### Your goal
Reproduce every line of the records, requests included, beginning at the line that contains "If you could indicate the group" and ending after the line that contains "point(187, 292)". Scale each coordinate in the answers by 0.95 and round to whole numbers, halves up, but leave the requests and their sample coordinates unchanged, and give only these lines.

### Supplied material
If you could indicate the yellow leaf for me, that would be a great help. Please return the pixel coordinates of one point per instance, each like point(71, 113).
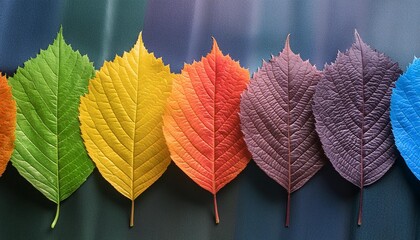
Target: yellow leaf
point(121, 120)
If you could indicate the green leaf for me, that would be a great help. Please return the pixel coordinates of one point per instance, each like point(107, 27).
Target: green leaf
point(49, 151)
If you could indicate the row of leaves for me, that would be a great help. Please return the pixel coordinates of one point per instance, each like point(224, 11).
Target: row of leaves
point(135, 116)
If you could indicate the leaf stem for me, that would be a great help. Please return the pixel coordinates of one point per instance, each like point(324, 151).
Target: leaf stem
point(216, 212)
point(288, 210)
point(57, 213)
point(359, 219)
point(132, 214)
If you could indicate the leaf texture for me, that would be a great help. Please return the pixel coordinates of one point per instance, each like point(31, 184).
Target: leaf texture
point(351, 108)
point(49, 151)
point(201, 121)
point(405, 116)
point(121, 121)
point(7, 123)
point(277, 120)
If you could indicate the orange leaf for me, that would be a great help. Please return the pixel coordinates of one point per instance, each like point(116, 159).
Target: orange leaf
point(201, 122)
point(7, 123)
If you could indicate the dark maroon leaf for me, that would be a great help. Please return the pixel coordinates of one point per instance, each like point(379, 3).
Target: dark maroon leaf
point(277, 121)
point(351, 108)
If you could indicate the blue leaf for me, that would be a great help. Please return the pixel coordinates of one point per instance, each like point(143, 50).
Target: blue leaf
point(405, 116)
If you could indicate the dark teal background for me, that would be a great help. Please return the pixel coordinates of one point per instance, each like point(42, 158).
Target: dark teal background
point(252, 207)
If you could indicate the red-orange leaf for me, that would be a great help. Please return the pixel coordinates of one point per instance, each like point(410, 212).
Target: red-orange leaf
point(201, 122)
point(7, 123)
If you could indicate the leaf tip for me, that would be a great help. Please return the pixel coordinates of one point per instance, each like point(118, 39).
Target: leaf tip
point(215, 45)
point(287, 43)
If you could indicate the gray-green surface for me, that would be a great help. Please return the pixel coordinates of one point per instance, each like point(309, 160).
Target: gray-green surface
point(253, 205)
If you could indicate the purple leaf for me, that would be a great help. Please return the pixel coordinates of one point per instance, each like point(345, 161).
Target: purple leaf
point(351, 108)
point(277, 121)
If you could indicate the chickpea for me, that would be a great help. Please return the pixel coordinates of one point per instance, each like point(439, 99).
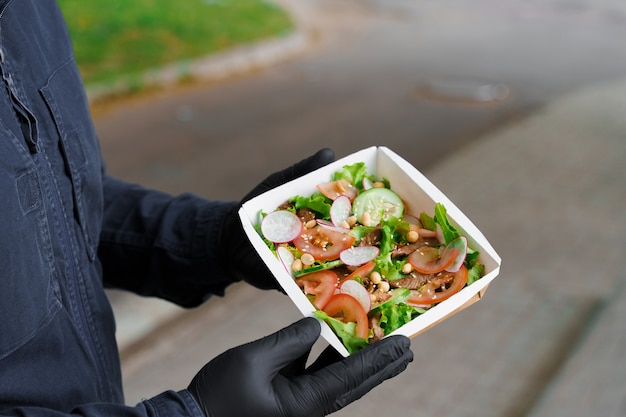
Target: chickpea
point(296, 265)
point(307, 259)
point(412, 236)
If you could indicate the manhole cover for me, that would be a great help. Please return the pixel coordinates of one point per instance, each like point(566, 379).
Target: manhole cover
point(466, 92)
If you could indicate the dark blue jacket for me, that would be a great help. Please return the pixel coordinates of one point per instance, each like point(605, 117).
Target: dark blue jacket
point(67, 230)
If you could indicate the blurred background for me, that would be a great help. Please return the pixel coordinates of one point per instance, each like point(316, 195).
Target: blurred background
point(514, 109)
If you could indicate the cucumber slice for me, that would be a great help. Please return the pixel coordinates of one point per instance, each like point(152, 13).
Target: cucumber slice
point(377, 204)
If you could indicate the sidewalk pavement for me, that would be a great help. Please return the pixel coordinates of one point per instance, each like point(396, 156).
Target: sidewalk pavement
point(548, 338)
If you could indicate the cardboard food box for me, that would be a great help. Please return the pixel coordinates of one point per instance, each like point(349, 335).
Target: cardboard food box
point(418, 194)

* * *

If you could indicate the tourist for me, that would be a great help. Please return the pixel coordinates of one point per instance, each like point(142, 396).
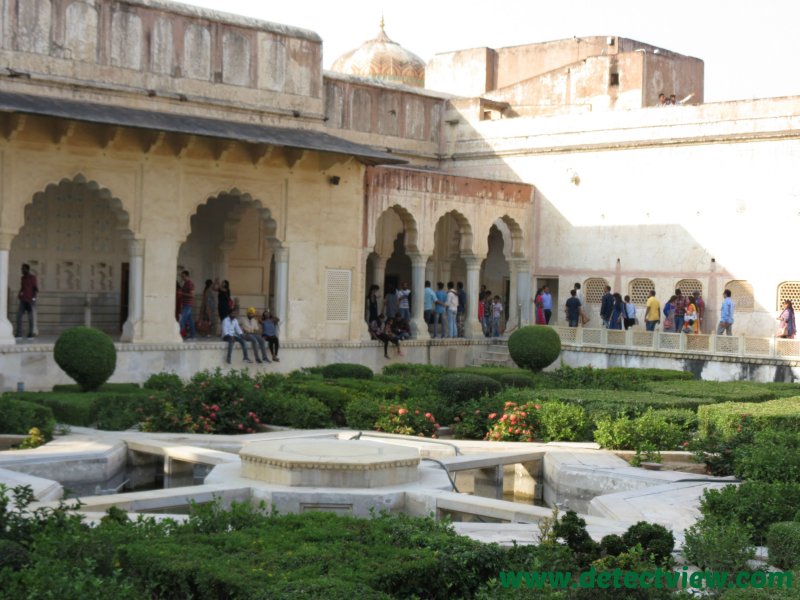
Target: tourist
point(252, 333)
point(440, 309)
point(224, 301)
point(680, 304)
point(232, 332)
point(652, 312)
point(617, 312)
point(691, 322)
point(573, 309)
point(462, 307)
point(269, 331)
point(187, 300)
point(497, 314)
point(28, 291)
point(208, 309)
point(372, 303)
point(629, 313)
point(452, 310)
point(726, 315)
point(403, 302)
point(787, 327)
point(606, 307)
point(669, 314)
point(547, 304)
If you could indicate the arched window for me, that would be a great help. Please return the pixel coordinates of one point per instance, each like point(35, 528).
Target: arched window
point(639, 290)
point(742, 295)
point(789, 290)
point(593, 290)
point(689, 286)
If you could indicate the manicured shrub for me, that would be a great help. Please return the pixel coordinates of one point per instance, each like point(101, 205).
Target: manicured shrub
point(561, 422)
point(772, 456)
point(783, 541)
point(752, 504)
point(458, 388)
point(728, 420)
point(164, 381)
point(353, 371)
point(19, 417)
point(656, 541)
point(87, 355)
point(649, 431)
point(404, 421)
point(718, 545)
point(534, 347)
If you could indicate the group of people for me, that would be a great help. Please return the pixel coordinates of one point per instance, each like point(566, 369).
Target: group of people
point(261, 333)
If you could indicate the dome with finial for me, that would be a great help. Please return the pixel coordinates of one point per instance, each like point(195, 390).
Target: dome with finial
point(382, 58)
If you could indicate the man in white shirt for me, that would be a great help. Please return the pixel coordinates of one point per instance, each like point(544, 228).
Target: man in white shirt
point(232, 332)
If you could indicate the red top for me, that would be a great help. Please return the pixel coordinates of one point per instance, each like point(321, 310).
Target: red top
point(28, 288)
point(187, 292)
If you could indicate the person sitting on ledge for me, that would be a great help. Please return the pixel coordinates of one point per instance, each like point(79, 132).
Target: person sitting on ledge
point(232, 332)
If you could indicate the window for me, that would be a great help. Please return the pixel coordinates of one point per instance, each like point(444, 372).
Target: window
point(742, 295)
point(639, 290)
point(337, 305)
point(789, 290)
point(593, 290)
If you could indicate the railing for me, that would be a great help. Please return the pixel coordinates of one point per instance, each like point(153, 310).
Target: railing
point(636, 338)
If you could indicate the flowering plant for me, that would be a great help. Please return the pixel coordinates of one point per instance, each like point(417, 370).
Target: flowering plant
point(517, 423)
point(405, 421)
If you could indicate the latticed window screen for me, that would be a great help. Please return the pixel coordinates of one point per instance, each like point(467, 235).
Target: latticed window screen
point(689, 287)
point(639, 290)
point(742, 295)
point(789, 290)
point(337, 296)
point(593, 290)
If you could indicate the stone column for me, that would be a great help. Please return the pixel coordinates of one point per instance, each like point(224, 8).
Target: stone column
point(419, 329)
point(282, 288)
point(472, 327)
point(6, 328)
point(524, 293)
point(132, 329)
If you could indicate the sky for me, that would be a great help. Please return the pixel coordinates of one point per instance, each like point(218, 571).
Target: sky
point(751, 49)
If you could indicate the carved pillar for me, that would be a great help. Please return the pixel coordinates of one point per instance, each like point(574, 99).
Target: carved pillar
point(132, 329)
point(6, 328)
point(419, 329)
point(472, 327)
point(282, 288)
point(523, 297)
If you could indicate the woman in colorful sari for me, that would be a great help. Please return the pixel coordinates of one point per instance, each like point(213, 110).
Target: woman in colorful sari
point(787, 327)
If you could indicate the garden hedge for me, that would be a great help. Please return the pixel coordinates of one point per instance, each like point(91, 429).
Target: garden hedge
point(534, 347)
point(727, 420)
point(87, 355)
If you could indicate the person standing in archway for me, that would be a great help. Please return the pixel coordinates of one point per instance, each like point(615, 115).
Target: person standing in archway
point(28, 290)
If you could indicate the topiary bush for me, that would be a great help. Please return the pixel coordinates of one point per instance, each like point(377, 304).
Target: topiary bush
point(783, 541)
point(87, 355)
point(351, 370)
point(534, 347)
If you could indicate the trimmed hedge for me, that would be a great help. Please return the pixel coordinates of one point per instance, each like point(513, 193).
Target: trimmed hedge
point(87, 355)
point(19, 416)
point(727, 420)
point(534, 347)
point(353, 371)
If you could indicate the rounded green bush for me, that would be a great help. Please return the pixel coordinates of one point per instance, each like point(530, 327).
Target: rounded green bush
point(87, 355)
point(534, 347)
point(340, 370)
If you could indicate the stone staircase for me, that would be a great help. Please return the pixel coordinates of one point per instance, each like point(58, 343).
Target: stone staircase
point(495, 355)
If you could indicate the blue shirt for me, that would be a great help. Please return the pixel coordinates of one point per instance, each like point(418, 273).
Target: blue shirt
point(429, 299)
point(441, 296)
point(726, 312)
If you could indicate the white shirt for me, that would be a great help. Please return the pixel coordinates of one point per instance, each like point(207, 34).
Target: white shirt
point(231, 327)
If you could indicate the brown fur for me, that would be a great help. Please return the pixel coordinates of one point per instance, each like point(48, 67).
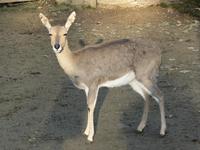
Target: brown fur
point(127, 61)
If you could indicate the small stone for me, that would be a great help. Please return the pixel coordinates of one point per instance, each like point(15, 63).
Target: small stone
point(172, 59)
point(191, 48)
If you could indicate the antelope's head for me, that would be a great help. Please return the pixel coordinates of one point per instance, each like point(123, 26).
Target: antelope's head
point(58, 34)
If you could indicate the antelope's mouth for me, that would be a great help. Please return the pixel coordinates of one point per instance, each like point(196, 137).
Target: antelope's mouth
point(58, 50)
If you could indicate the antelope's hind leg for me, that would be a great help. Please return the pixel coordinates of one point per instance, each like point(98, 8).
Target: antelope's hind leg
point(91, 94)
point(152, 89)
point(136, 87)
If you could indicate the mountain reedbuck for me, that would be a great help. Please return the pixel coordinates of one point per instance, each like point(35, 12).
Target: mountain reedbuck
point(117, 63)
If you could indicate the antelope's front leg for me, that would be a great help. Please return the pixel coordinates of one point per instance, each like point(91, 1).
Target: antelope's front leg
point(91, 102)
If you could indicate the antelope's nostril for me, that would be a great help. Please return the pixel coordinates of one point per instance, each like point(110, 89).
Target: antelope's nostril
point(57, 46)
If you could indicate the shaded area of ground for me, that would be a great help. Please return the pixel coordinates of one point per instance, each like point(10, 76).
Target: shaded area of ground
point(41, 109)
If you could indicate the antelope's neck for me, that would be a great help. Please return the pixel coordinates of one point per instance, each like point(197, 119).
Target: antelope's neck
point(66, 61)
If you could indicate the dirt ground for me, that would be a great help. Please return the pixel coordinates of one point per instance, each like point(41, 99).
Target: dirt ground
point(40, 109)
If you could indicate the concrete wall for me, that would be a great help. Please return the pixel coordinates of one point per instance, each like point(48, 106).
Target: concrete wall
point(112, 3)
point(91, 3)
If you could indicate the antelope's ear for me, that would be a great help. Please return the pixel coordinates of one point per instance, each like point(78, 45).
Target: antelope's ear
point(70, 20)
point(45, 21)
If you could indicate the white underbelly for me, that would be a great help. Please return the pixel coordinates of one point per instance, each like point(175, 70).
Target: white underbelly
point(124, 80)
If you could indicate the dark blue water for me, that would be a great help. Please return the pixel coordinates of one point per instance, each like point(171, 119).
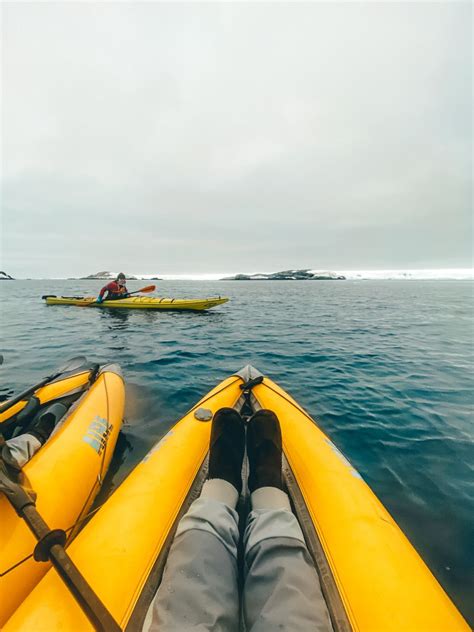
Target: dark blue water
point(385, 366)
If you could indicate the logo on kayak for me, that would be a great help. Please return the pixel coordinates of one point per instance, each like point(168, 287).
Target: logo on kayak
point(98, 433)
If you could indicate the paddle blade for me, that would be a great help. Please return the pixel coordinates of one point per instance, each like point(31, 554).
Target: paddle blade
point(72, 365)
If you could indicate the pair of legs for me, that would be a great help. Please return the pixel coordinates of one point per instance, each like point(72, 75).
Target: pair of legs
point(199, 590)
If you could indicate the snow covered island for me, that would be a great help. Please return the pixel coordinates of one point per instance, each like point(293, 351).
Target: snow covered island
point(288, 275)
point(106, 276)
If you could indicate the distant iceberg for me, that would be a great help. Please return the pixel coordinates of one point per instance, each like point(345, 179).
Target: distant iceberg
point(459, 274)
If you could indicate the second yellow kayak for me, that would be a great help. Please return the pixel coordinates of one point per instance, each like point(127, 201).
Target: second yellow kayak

### Task answer
If you could indicate the group of people for me, that would be a great help. Please return the pixel coordinates of one point per instance, each like point(566, 369).
Target: group of people
point(248, 316)
If you could indicate the dome with finial for me, that would be a great help. Please return the pixel coordinates of one point per instance, each like point(195, 390).
Target: dome with finial
point(363, 55)
If you could indicate the man in white shirt for me, that would be a great help. Please return the pixel coordinates of one point per instance, each like point(544, 228).
Target: man in white shirt
point(220, 315)
If you could indicate the red top for me, that would be a great help. Please return the pixel coordinates of one point per instance, each like point(321, 310).
Target: red top
point(27, 274)
point(178, 277)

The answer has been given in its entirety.